Data extract:
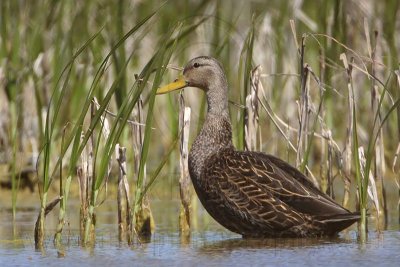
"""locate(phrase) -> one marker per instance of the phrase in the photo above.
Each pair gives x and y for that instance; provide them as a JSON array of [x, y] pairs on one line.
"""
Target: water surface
[[209, 245]]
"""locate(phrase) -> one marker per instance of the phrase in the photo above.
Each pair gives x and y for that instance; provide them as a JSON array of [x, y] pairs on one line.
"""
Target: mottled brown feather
[[252, 193]]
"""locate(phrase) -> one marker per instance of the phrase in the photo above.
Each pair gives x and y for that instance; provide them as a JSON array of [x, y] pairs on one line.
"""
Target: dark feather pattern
[[252, 193]]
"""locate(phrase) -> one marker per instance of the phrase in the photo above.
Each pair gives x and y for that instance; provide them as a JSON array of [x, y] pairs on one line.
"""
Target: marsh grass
[[119, 53]]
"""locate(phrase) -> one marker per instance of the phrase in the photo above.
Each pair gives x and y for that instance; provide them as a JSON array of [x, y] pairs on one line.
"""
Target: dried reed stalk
[[251, 113], [372, 186], [144, 218], [84, 171], [121, 159], [329, 173], [184, 180], [347, 154], [123, 196], [379, 160], [304, 108]]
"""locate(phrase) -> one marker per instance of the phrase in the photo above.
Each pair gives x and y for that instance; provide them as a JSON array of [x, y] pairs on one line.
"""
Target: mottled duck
[[250, 193]]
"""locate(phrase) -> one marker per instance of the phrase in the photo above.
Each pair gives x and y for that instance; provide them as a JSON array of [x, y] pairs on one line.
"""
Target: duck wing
[[263, 178]]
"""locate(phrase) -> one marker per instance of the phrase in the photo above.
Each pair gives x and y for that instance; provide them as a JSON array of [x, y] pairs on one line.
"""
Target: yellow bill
[[176, 85]]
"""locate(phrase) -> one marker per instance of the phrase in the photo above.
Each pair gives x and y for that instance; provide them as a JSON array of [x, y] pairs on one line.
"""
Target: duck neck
[[215, 135]]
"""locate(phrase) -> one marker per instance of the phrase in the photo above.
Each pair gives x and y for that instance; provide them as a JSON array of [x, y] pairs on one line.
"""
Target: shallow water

Aim of the task: Repeat each record as given. No picture belongs in the copy.

Answer box:
"""locate(phrase) -> one marker per instance of the phrase in the photo above.
Each pair gives x and y for that instance; provide them as a JSON array of [x, y] pairs on one line.
"""
Target: water surface
[[209, 245]]
"""locate(phrase) -> one marker per instance of the phrase in the photo above.
Each pair gives x and y for that instance; provide them as a JSON array of [x, y] pairs on one line.
"""
Target: mottled brown feather
[[252, 193]]
"""locate(phrase) -> one marker per instance of the phrase in the photo above.
Each pair gives x and y for that instance; provide them as a JSON array of [x, y] pairs on one line.
"""
Target: dark feather pattern
[[252, 193]]
"""locate(phrase) -> one marker per instance of the phrase in the photo above.
Each pair gives x and y for that instance; provide them as a JSON array of [x, y] pairs on one line.
"""
Target: marsh grass
[[119, 53]]
"""locate(phrase) -> one marker per instance of the phrase in the photo above.
Each pair gives x and y for that instance; provide them as a JSON array of [x, y] pairs on one line.
"""
Target: dried reed stalk
[[251, 113], [372, 186], [144, 218], [84, 171], [121, 159], [329, 173], [184, 180], [347, 154], [123, 196], [379, 160], [304, 108]]
"""locate(phrase) -> one marker per instance of the phrase in the photo above.
Each pair gives x and y for that instance; provide them as a JSON array of [x, y] pairs on one line.
"""
Target: mottled duck
[[250, 193]]
"""locate(phrase) -> one marker per instance of the phrase in the photo above.
Each pair gives x and y for that instance; provide them as a JSON array of [x, y] pairs on one line.
"""
Target: duck wing
[[263, 178]]
"""locate(phrase) -> one marker per instance of the phrase in the photo above.
Each pair gives x and y for that instance; provide them as a JSON array of [x, y] pairs on one line.
"""
Target: yellow bill
[[176, 85]]
"""locate(phrase) -> one marker per instance of the phrase in the photo above.
Each pair gives x and y for that instance; provide them as a JSON array of [x, y] pairs on one line.
"""
Target: duck neck
[[215, 135]]
"""locate(phrase) -> one marker per instance of the phrase in the photo above.
Each pair gives x and y for that instance; provide them as a JSON array of [x, y] pairs on one line.
"""
Target: shallow water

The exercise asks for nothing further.